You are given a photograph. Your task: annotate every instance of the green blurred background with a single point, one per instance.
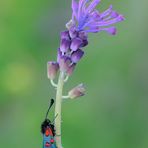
(113, 113)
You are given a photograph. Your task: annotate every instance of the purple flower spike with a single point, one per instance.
(65, 45)
(73, 33)
(87, 18)
(52, 69)
(83, 35)
(76, 43)
(77, 55)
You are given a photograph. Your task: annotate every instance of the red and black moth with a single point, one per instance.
(48, 131)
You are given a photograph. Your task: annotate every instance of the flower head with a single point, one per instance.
(85, 17)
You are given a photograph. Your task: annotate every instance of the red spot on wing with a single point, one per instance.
(48, 132)
(47, 144)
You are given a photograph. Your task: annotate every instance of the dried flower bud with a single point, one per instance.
(76, 92)
(73, 33)
(52, 69)
(71, 69)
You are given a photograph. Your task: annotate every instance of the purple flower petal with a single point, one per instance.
(71, 69)
(77, 55)
(75, 44)
(64, 63)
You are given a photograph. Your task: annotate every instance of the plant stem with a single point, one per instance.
(58, 104)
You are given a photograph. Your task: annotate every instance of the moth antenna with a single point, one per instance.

----------

» WHAT NEEDS TO BE DONE:
Once the pictures are dropped, set down everything else in the records exactly.

» TASK SOLUTION:
You are given a photograph. Your task: annotate every instance of the green blurred background with a single point, one per instance.
(113, 113)
You are given a photograph. Your task: annotate every instance of the purple flower spike with a single point, one per instance.
(65, 45)
(73, 33)
(87, 18)
(52, 69)
(83, 35)
(76, 43)
(77, 55)
You are given a photograph. Your task: annotate every instance of the red and black moth with a single point, one per instance.
(48, 131)
You are given a photograph. Your task: annotate every instance of the flower head with a single point, one per instance.
(85, 17)
You are given a photograph. Your task: annotate every instance of the red spot on wing with a single point, one per instance.
(48, 132)
(47, 144)
You are given a photograph. Your task: annotate every instance of the dried flower bud with a single point, one per instance.
(76, 92)
(73, 33)
(52, 69)
(71, 69)
You are given a photograph. Your task: annotate every instance of the purple flower petal with a single point, one per instance.
(71, 69)
(77, 55)
(75, 44)
(64, 63)
You are given a photograph. Your task: annotate every instance of the plant stem with a single point, one per instance.
(58, 104)
You are given a photograph. Your task: annotate every instance of the moth antenna with a single point, one per instance.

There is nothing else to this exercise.